Текст для чтения:
--------------------------------------------------

Скрытые корни русской революции. Отречение великой революционерки. 1873–1920
Шрифт:
Случай Стефановича может служить классическим примером для всех молодых людей, которые сталкиваются с проблемой, как соблюсти абсолютную честность при любых обстоятельствах, сохранить самоуважение, а также уважение и любовь со стороны товарищей. Одно это условие порождает отвагу, убивает сомнения и колебания и привносит в любое дело энтузиазм.
В назначенный день мы с моей дорогой подругой Соней Ивановой сидели на подоконнике нашей камеры. Мы не отводили глаз от узкого, пустынного проулка. Неожиданно в проулке появились двое людей. Они остановились напротив окна и стали делать приветственные знаки. Их слов мы не слышали. Бритое лицо Якова было почти неузнаваемым, а его суетливые движения и то, как он исподтишка оглядывался по сторонам, вносили нотку дисгармонии в эту радостную встречу. Его спутником был Дейч. Я никогда
Нас, женщин, продержали в Литовском замке месяц. С нами были «свободные» жены, добровольно сопровождавшие своих мужей в ссылку. С целью предотвращения каких-либо заговоров их содержали с теми же самыми строгостями, что и нас, и они долго пробыли в тюрьме до отбытия. Чарушина (бывшая Кувшинская), Синегуб (бывшая Чемоданова), Квятковская [45] (бывшая Коровина) и мы – человек двенадцать – пятнадцать – целыми днями сидели в большой камере и шили. Мы готовили дорожную одежду для тех осужденных и ссыльных, у кого не было своих средств. Александра Ивановна Корнилова, приговоренная к административной ссылке в Вятскую губернию, ухитрялась из тюрьмы руководить снабжением тех, о ком некому было позаботиться. Десятками заказывались дорожные сундуки – мы заполняли их одеждой и через тюремную администрацию отправляли адресатам. Требовалась большая изобретательность, чтобы снабдить приговоренных всем необходимым, не превышая тридцатифунтового лимита на каждого узника.

--------------------------------------------------

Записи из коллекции
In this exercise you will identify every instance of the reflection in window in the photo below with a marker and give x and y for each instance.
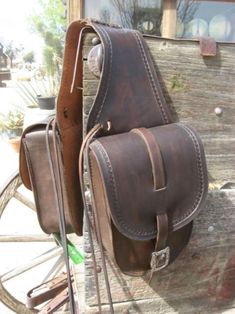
(206, 18)
(143, 15)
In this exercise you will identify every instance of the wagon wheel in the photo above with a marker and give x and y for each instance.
(20, 242)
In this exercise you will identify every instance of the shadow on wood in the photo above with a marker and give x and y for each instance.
(202, 279)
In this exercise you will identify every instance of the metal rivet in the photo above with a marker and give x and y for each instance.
(218, 111)
(95, 41)
(211, 229)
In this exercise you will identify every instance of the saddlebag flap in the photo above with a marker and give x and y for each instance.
(148, 185)
(36, 155)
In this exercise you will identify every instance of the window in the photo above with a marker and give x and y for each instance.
(143, 15)
(206, 18)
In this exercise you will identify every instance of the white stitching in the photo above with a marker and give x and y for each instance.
(197, 201)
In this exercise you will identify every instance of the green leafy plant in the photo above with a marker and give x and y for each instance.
(50, 24)
(12, 123)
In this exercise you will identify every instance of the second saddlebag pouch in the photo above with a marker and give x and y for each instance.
(148, 185)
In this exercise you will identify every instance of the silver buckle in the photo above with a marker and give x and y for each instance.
(160, 259)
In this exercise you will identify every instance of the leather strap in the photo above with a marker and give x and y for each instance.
(162, 232)
(155, 156)
(55, 168)
(83, 161)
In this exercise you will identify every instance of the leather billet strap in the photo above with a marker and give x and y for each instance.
(56, 169)
(83, 161)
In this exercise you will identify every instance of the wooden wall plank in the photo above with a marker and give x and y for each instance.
(201, 280)
(193, 87)
(74, 10)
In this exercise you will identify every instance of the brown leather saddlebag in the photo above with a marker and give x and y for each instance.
(34, 144)
(148, 185)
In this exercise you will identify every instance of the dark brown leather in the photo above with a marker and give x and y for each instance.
(69, 119)
(148, 174)
(36, 154)
(129, 93)
(123, 172)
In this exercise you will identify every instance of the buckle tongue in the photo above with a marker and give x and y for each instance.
(160, 259)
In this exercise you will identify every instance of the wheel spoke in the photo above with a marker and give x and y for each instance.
(33, 263)
(59, 264)
(26, 238)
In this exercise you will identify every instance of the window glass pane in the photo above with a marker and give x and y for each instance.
(144, 15)
(206, 18)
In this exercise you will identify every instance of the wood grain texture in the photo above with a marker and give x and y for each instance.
(193, 87)
(202, 279)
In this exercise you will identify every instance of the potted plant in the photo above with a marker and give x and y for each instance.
(11, 125)
(39, 92)
(50, 26)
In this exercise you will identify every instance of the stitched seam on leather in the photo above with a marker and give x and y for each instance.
(197, 201)
(150, 153)
(104, 92)
(122, 223)
(151, 79)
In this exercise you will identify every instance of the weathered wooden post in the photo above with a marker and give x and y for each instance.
(201, 92)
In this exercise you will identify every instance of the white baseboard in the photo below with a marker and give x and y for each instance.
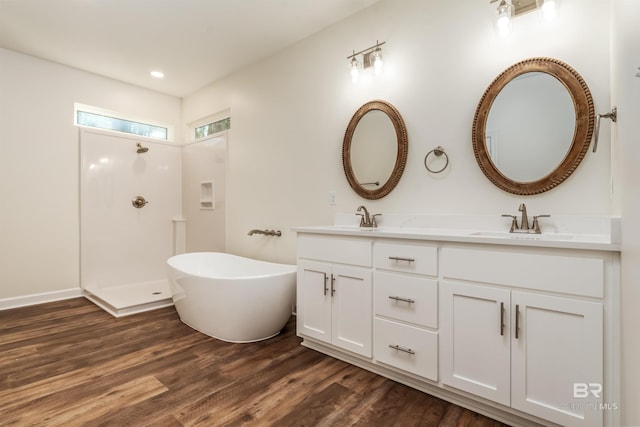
(26, 300)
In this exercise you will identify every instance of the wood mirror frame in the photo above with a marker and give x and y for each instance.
(402, 146)
(584, 113)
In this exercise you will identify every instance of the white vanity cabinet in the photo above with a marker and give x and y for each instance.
(522, 331)
(406, 307)
(334, 292)
(534, 341)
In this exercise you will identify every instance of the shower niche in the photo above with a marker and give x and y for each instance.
(130, 220)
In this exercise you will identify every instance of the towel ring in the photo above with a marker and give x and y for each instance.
(438, 151)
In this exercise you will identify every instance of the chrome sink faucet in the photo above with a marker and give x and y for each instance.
(366, 220)
(524, 222)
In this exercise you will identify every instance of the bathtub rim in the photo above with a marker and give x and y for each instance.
(286, 268)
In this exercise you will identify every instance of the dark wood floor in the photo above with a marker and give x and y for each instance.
(69, 363)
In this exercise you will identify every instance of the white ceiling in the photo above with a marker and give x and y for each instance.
(193, 42)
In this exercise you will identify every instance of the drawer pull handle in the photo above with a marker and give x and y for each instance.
(397, 258)
(409, 300)
(406, 350)
(517, 321)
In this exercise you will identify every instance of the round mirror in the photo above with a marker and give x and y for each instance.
(533, 126)
(374, 150)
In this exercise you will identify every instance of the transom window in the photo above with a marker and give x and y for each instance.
(95, 118)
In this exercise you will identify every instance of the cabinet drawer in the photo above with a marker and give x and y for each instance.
(419, 259)
(411, 299)
(342, 250)
(570, 274)
(406, 347)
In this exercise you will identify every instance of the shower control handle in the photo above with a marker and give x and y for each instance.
(139, 202)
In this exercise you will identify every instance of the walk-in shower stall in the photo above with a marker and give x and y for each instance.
(130, 220)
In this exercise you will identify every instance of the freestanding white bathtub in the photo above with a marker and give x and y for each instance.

--------------------------------------------------

Задания к тексту:
A) Как долго женщин продержали в Литовском замке согласно тексту для чтения?
B) Перескажите в виде краткого списка абзац текста для чтения, начинающийся словами «Нас, женщин, продержали», сохранив его основные факты.

Ответы:
A) Месяц.

B)
- Женщин месяц держали в Литовском замке вместе со «свободными» женами, добровольно сопровождавшими мужей в ссылку.
- Чтобы предотвратить заговоры, жен содержали с теми же строгостями, и до отбытия они долго пробыли в тюрьме.
- Около двенадцати–пятнадцати женщин, в том числе Чарушина, Синегуб и Квятковская, целыми днями шили в большой камере дорожную одежду для осужденных и ссыльных без собственных средств.
- Александра Ивановна Корнилова, приговоренная к административной ссылке в Вятскую губернию, из тюрьмы руководила снабжением тех, о ком некому было позаботиться.
- Десятки дорожных сундуков заполняли одеждой и через тюремную администрацию отправляли адресатам, не превышая лимита в тридцать фунтов на каждого узника.